··· DATA SUPPLIED ···
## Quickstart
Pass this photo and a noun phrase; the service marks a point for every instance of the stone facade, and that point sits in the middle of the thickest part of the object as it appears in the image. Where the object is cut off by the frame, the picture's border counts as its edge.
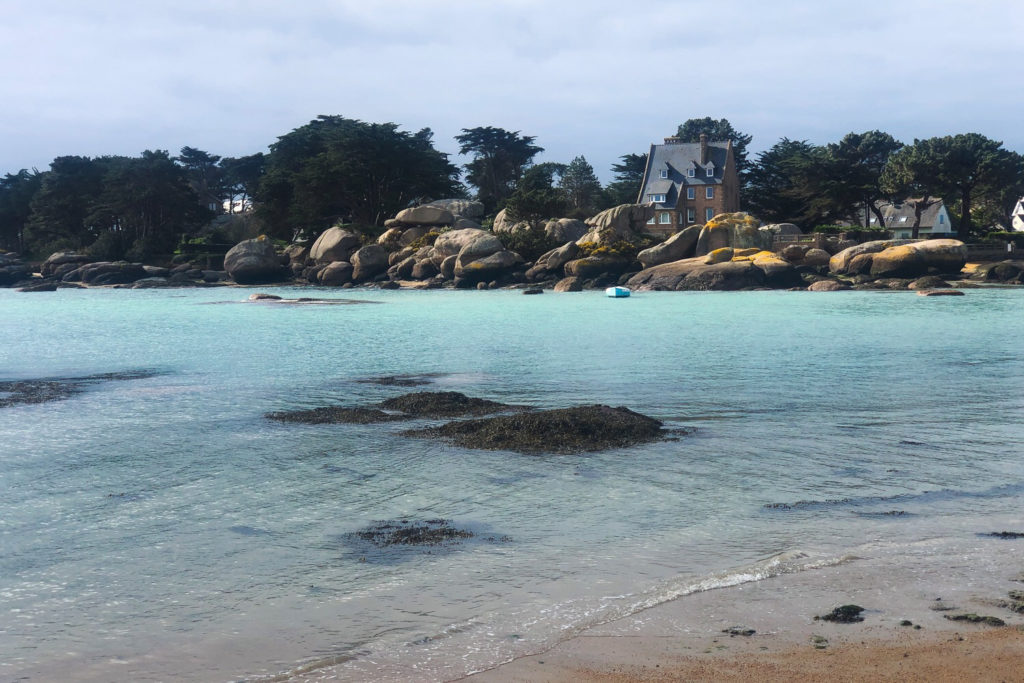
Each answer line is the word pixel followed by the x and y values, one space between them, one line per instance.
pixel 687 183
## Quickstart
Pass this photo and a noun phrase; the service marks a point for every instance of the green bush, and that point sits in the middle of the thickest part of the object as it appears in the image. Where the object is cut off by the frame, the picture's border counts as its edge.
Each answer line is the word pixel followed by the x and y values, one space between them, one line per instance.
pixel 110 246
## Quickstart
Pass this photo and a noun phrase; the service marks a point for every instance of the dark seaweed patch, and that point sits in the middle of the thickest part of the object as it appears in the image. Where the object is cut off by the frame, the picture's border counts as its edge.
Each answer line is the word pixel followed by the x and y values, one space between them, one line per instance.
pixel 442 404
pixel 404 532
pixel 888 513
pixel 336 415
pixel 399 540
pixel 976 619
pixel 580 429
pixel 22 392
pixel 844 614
···
··· DATA SUPPLIED ···
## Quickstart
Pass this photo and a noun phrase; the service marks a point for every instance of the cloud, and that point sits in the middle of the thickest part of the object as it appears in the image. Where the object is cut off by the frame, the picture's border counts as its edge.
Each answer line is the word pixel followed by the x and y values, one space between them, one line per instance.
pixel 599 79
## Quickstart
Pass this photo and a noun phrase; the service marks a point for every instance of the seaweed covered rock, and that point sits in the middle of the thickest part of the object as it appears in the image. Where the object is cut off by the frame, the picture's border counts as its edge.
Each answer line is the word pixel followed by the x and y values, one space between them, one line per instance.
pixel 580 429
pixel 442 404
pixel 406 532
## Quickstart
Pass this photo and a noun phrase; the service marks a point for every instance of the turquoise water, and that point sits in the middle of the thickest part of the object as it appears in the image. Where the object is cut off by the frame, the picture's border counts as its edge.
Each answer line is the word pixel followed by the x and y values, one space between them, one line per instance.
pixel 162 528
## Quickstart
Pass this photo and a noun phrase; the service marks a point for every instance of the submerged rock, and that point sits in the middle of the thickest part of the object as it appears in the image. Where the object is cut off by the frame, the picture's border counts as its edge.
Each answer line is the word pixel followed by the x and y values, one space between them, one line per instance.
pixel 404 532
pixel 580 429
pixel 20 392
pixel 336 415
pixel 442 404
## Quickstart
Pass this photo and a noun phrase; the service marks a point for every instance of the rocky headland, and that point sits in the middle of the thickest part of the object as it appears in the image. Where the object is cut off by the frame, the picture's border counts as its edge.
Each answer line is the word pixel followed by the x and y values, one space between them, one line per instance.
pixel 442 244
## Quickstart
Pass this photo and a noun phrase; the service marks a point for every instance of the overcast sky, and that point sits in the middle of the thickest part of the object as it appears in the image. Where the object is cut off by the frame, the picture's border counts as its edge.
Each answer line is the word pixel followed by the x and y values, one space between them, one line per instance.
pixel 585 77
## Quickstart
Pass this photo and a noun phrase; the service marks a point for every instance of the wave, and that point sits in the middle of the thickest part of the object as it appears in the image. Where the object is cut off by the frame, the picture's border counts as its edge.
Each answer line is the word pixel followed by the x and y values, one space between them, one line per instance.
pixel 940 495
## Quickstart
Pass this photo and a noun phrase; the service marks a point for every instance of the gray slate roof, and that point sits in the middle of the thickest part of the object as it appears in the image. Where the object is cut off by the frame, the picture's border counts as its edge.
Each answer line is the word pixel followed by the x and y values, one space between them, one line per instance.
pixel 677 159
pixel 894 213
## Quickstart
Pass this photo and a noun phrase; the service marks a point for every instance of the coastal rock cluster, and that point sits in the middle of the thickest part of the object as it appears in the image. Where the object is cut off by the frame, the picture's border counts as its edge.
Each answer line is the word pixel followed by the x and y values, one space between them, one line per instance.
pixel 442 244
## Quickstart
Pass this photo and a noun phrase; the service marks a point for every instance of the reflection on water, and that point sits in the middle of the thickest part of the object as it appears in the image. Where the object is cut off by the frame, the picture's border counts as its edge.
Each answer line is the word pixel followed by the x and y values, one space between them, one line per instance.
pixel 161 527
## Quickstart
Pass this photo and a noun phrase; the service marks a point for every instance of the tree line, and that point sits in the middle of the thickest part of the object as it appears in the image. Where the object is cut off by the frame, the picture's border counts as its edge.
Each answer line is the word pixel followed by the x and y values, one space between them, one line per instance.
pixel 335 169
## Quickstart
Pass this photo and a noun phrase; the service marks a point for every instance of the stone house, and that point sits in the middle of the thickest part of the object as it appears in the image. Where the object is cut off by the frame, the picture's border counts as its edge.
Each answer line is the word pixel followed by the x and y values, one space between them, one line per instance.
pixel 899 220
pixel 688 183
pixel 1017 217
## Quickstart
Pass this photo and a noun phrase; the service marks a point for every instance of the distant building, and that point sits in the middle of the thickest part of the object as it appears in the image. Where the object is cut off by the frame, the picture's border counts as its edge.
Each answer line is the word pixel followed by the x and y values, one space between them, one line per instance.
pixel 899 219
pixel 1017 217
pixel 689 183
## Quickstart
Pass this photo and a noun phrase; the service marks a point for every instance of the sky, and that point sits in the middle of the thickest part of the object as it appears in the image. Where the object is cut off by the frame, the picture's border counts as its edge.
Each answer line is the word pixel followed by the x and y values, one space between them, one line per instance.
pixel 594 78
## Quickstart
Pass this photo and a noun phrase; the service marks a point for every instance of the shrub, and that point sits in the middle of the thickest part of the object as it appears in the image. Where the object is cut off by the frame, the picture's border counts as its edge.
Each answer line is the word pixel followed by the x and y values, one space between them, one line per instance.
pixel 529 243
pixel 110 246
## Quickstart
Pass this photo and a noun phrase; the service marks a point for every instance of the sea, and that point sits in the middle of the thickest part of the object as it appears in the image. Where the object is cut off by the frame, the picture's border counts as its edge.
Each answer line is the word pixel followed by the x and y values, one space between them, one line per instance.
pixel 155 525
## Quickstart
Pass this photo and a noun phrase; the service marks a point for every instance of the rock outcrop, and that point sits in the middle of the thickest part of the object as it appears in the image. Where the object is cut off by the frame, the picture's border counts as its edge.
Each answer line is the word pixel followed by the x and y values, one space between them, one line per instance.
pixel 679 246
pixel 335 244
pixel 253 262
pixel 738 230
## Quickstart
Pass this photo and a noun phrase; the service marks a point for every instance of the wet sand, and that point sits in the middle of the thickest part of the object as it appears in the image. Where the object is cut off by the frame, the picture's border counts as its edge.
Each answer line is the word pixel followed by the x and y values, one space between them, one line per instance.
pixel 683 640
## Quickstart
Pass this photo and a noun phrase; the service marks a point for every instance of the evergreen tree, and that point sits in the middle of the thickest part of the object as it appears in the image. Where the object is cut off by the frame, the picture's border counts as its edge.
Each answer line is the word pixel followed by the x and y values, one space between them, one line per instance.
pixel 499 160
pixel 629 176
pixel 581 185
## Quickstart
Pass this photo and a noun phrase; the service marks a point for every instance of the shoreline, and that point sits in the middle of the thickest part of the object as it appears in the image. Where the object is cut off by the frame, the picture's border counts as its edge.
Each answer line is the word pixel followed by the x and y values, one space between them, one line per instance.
···
WHAT THE EXERCISE ASKS: In the entries above, identify every line with the string "stone".

TASK SOLUTION:
Pass this photo and a noun phrase; the service marks a point for every instance of the stone facade, and that point sits in the middle of the thickest part of the object as it appears in the image. Where the object is cut off by the frame, the picture's border counts as its edge.
Pass this photo and a noun phrase; the service marks a point for every instance of the stone house, and that point sits in the middle of the thickest part of the object as it appears in the image. Where the object is cut off by the frame, the picture's border counts as its edge.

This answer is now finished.